◆ **Task 1**
According to the quantum computing text, how long did multiple computers take in 2005 to break a 200-digit number into prime numbers?
◆ **Task 2**
Please copy the quantum computing text word for word, beginning at the words "Scientists have been" and stopping after "and subatomic particles.".

◆ **Page text**

Scientists have been dreaming of a quantum computer for over 25 years. In such a machine, bits of information would be encoded in systems that walk to the beat of quantum mechanics—the field of physics that describes the quirky behavior of tiny atomic and subatomic particles.

Certain problems that scientists want to answer, such as predicting the way a complicated protein will fold, which might aid drug discovery, or factoring large integers into prime numbers to decrypt encoded messages, are extremely difficult to do with classical computers. In 2005, a 200-digit number was decomposed into prime numbers using multiple computers running for 18 months—scientists estimated that it would have taken one relatively speedy computer over 50 years to do the same task. A single powerful quantum computer, if it existed, could have done it in minutes.

One of the difficulties in actually creating a quantum computer comes from the fact that no one particle can do it all, said Dirk Englund, doctoral student in applied physics and one of the lead authors of the study. Photons are great for carrying information, and they are easy to move around, but they can't interact with each other. Conversely, atoms can interact, but can't easily communicate information. Scientists hope to get around this problem by using both, through something called a quantum network that would connect a series of atoms with a photonic channel. "In this approach, you're trying to exploit the best parts of both the atom and the photon," Englund said. "Communicate with the photon, interact with the atom."

But the problem of how to transfer the information between a single atom and a single photon still remains. If you just lob a photon at an atom, chances are it will miss, Englund said. So to give the photon a fighting chance at finding the atom, the scientists built a cavity of mirrors. The photon shoots into the cavity from a finely tuned laser beam and, like a pinball in a pinball machine, it ricochets around and around until it finally hits its target.

◆ **Supplied information**
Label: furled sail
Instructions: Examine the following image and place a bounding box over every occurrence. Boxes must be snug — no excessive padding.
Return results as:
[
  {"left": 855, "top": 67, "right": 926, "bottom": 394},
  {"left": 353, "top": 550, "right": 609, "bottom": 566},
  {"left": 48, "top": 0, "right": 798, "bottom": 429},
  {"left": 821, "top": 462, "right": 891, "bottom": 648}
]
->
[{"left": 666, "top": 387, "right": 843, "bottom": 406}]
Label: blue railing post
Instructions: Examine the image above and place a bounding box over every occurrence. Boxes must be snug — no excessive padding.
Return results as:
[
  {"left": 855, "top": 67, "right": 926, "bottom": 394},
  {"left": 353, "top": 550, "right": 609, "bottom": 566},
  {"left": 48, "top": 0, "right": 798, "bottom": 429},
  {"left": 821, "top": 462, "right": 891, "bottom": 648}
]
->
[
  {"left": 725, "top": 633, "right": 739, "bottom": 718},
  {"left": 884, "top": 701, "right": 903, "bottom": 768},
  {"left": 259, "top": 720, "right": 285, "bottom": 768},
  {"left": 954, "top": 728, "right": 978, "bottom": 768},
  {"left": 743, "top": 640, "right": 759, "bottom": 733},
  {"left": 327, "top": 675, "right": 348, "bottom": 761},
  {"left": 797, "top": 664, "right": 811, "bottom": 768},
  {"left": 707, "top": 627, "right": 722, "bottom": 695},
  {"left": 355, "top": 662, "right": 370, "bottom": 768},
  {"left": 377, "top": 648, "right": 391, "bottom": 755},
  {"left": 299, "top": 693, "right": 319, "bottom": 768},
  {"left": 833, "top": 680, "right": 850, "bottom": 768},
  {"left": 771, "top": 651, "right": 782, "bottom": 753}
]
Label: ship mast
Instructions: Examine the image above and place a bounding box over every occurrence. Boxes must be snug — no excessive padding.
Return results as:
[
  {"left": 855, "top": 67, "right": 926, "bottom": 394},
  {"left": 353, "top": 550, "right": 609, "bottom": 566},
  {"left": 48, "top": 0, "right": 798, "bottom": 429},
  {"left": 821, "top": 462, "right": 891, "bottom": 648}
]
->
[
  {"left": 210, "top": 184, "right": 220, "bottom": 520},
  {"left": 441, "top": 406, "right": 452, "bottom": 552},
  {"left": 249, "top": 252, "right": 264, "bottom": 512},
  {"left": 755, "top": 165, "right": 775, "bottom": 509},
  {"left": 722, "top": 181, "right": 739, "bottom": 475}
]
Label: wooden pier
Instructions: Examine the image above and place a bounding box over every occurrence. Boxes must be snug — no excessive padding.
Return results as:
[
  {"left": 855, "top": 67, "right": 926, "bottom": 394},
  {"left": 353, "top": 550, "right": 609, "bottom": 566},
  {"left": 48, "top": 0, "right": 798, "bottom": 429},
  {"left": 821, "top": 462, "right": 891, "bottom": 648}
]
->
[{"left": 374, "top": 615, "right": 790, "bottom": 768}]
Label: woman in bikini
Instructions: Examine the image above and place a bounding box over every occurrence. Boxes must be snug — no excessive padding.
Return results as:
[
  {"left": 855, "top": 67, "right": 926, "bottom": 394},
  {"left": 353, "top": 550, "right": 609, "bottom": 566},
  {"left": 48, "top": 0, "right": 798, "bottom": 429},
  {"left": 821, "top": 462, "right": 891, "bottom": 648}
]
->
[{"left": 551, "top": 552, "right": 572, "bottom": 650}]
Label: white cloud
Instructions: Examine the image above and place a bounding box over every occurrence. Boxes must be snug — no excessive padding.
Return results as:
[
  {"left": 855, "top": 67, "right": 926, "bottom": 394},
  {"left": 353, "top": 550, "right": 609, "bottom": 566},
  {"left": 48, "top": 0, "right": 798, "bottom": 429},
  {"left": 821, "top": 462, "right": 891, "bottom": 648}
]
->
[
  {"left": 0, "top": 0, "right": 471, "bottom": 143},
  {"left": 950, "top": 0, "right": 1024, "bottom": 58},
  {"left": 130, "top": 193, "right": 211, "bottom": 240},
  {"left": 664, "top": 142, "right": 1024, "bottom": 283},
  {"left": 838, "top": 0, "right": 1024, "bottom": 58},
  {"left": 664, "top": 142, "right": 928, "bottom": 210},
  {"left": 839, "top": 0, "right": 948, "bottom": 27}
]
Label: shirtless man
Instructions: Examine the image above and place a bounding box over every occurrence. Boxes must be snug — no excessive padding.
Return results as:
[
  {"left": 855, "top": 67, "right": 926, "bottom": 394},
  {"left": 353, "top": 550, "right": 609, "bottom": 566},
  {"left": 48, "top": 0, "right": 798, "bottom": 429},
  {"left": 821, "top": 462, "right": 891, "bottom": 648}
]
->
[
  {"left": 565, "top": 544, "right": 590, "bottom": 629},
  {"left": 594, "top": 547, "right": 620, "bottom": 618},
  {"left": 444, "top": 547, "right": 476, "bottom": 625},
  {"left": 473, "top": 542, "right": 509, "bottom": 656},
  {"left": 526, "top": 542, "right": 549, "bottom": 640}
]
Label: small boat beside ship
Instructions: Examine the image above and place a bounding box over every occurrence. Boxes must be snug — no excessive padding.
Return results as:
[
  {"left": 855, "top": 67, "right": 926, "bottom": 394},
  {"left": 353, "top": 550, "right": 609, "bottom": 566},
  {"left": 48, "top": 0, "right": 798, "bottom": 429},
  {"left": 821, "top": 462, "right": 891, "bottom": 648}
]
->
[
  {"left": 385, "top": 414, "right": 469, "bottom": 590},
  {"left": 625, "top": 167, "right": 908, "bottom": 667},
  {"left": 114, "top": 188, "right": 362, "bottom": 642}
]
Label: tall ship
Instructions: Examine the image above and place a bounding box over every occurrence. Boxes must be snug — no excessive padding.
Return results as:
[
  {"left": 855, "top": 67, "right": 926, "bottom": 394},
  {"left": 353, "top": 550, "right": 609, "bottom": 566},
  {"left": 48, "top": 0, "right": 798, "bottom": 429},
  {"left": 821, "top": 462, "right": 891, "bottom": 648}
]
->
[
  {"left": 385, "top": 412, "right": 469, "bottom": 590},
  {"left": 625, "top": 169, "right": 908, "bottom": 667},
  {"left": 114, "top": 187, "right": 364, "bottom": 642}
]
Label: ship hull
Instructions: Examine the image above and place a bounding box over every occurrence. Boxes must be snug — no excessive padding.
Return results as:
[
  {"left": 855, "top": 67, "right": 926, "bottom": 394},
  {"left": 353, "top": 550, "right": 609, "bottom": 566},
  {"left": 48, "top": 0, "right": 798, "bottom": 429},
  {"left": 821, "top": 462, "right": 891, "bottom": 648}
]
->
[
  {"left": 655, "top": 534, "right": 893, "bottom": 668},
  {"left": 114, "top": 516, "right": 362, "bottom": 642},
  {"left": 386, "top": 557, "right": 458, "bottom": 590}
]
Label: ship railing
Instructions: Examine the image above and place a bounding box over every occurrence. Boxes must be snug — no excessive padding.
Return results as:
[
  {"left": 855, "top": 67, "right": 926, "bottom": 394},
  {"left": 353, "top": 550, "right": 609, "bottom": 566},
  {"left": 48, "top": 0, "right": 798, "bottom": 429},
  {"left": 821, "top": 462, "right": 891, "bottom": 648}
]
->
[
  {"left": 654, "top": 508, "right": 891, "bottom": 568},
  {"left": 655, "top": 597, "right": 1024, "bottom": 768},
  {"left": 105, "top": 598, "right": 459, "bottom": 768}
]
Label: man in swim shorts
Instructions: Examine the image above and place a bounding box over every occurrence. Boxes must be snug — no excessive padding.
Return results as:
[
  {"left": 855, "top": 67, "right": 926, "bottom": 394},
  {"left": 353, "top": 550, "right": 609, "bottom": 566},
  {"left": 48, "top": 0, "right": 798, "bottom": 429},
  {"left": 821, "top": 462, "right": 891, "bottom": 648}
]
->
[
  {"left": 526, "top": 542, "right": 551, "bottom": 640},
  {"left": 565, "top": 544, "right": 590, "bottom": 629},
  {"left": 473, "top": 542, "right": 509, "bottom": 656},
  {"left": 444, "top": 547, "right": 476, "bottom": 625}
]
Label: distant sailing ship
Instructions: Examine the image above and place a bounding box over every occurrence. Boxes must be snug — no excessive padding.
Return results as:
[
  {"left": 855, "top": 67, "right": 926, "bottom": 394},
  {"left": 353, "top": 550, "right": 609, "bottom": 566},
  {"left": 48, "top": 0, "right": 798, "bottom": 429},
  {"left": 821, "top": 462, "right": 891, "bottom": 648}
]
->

◆ **Task solution 1**
18 months

◆ **Task solution 2**
Scientists have been dreaming of a quantum computer for over 25 years. In such a machine, bits of information would be encoded in systems that walk to the beat of quantum mechanics—the field of physics that describes the quirky behavior of tiny atomic and subatomic particles.